EXERCISE PROMPT » Reproduce the piece on Dublin Dr Pepper word for word.

PASSAGE PROVIDED »
It is no secret that I HEART Dr Pepper (just go read “the team” page). I mean, you can’t really call yourself my friend if you don’t know how much I love 23 flavors. This week, my heart fractured a little (okay, a lot) because the company I’ve come to know did a really, terrible, no good thing. It’s all over the news. Even Texas Monthly has been hounding DPS (the Dr Pepper/Snapple Group). Dublin Dr Pepper (the alternative to the high-fructose corn syrup option in mainstream stores/restaurants) will be no more. There’s a great little town in Texas, Dublin, that’s been bottling the stuff forever. They use the good stuff, imperial sugar, instead of the HFCS. It is like tasting heaven. Yeah, you can get versions of it other places, but nobody bottles it better than Dublin. If you can believe it, they love Dr Pepper more than I do. And that’s saying a lot.

DATA SHOWN »
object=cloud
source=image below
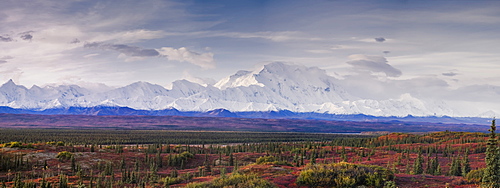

RESPONSE »
It is no secret that I HEART Dr Pepper (just go read “the team” page). I mean, you can’t really call yourself my friend if you don’t know how much I love 23 flavors. This week, my heart fractured a little (okay, a lot) because the company I’ve come to know did a really, terrible, no good thing. It’s all over the news. Even Texas Monthly has been hounding DPS (the Dr Pepper/Snapple Group). Dublin Dr Pepper (the alternative to the high-fructose corn syrup option in mainstream stores/restaurants) will be no more. There’s a great little town in Texas, Dublin, that’s been bottling the stuff forever. They use the good stuff, imperial sugar, instead of the HFCS. It is like tasting heaven. Yeah, you can get versions of it other places, but nobody bottles it better than Dublin. If you can believe it, they love Dr Pepper more than I do. And that’s saying a lot.